%%
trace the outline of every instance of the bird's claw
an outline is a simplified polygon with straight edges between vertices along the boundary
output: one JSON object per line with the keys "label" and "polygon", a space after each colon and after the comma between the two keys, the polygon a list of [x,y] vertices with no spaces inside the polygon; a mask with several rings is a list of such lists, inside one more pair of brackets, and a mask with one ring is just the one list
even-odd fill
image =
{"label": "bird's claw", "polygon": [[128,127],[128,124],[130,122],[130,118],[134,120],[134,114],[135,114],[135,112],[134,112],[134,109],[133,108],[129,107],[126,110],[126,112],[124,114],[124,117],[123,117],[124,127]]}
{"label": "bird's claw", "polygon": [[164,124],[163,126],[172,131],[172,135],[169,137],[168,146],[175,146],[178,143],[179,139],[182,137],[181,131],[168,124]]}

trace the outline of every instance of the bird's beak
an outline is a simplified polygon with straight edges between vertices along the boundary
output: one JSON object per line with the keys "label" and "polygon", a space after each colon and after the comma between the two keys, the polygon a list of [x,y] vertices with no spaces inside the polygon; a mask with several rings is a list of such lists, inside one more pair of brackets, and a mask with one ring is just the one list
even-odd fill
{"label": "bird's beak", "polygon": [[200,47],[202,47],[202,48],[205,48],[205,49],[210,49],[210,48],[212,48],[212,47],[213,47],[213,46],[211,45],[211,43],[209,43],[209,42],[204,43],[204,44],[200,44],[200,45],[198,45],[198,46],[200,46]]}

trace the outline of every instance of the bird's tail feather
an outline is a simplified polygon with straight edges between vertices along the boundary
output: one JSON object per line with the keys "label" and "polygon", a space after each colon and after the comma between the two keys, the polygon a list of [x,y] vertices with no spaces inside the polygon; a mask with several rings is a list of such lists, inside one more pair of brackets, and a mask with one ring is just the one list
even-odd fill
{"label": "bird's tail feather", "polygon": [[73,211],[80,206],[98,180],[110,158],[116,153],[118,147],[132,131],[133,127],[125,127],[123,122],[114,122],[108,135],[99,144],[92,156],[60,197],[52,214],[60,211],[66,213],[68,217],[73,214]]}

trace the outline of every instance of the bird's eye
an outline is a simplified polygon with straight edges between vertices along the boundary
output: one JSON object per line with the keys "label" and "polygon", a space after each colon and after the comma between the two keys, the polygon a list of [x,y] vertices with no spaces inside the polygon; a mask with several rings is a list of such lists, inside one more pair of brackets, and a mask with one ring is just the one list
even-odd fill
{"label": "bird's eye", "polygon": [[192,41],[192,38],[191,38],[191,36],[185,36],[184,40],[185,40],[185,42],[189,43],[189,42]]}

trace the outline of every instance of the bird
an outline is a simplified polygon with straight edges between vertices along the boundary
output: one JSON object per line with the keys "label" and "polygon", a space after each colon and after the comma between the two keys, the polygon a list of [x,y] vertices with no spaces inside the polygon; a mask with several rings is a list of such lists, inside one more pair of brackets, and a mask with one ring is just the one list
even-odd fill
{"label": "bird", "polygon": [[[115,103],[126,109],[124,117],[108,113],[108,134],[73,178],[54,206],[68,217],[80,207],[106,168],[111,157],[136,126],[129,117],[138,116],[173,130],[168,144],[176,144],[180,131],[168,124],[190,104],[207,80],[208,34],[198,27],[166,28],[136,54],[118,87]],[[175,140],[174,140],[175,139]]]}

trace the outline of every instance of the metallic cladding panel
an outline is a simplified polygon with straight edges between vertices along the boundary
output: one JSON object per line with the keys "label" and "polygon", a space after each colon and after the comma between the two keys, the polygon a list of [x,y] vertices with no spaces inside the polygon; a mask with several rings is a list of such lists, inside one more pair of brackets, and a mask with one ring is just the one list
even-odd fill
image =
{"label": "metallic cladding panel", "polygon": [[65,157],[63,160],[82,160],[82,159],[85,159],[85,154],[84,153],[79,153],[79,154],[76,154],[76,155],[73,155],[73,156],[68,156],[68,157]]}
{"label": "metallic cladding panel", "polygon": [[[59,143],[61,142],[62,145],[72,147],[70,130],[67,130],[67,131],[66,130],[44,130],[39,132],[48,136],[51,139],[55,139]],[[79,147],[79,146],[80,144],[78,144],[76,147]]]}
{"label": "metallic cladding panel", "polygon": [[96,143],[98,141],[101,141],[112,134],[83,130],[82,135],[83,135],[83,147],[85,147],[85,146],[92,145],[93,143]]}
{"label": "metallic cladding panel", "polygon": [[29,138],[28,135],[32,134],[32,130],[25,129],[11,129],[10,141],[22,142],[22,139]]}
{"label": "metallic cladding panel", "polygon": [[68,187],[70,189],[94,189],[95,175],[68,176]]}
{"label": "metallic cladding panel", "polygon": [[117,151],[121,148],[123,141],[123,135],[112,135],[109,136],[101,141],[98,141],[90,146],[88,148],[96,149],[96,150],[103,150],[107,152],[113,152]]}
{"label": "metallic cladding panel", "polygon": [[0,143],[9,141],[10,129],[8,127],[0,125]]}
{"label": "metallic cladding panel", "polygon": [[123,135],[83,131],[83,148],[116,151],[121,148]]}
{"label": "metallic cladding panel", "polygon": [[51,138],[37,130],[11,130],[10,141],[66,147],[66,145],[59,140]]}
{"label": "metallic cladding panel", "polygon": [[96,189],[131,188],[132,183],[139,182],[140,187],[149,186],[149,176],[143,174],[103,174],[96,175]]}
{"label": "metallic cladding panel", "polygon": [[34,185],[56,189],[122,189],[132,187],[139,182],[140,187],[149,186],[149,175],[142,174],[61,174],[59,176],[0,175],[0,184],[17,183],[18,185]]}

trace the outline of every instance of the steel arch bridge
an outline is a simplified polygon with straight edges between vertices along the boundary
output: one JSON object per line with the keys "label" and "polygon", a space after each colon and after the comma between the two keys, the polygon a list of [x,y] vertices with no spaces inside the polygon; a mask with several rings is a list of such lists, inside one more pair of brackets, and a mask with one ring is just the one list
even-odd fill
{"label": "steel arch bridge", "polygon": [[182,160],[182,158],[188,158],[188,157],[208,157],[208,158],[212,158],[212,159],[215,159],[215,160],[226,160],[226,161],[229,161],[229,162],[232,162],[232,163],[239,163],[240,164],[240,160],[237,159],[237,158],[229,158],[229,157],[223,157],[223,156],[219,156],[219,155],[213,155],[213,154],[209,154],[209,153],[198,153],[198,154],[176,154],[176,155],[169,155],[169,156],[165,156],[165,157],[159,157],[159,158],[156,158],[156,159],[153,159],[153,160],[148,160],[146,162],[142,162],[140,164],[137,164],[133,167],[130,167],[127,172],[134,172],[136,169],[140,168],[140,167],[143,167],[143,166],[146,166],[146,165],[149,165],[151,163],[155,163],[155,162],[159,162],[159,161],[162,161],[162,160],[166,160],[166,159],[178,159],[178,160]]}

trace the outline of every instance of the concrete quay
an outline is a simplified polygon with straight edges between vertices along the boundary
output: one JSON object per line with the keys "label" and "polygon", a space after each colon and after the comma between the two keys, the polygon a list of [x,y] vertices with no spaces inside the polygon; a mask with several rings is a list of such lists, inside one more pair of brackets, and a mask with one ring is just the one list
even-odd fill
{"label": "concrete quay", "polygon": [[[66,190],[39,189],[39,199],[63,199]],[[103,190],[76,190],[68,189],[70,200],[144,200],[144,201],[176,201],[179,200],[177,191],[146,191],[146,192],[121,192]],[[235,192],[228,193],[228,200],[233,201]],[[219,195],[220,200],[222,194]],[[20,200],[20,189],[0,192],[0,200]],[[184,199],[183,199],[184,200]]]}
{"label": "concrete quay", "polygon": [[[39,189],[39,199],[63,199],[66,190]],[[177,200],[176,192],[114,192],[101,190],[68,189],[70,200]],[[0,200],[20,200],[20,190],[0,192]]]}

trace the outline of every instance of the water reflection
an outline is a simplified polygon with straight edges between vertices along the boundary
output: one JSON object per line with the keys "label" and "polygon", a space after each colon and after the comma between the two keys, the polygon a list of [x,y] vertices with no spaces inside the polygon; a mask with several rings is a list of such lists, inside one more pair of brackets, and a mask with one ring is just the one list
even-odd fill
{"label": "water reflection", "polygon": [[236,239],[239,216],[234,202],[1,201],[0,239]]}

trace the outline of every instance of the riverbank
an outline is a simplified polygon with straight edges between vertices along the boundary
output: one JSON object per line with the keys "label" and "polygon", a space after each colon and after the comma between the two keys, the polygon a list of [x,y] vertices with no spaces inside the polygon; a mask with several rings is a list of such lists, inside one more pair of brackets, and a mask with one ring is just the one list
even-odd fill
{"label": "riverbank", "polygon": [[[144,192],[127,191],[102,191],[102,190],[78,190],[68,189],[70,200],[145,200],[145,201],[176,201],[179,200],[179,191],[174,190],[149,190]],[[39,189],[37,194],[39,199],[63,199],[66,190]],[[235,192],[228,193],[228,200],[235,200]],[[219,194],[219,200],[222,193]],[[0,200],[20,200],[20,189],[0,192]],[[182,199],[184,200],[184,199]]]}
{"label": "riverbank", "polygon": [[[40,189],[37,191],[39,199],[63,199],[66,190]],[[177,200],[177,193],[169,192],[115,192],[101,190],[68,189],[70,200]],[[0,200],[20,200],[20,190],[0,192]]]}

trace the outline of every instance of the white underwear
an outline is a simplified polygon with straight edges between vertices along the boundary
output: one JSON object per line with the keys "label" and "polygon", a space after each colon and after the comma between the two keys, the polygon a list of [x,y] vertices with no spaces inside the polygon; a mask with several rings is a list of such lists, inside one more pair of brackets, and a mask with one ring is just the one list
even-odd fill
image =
%%
| INSTRUCTIONS FOR THE TASK |
Quote the listing above, but only from the line that shows "trace the outline of every instance of the concrete" through the line that shows "trace the outline of every instance of the riverbank".

| TASK SOLUTION |
trace the outline of every instance of the concrete quay
an outline is a simplified polygon with straight edges between vertices along the boundary
output: one JSON object per line with the keys "label" and "polygon", a space after each colon and after the comma between the two keys, the polygon a list of [x,y] vertices with no spaces inside the polygon; a mask with several rings is a list of such lists, inside one more pair of brackets, and a mask with one ring is just the one list
even-odd fill
{"label": "concrete quay", "polygon": [[[66,190],[39,189],[39,199],[63,199]],[[103,190],[76,190],[68,189],[70,200],[144,200],[144,201],[176,201],[179,200],[177,191],[146,191],[146,192],[121,192]],[[235,192],[228,193],[228,200],[233,201]],[[219,195],[220,200],[222,194]],[[20,200],[20,189],[0,192],[0,200]],[[184,199],[183,199],[184,200]]]}
{"label": "concrete quay", "polygon": [[[39,189],[39,199],[63,199],[66,190]],[[177,200],[176,192],[114,192],[101,190],[68,189],[70,200]],[[0,200],[20,200],[20,190],[0,192]]]}

trace the outline of every instance of the water reflection
an outline is a simplified polygon with straight edges between vertices along the boundary
output: one JSON object per line with the keys "label" and "polygon", a space after each colon and after the comma between the two keys, the polygon a list of [x,y] vertices with no spaces inside the polygon; a mask with several rings is a list of such lists, inside one more pair of brackets, and a mask with one ring is just the one list
even-odd fill
{"label": "water reflection", "polygon": [[236,239],[239,216],[234,202],[1,201],[0,239]]}

trace the outline of every instance of the riverbank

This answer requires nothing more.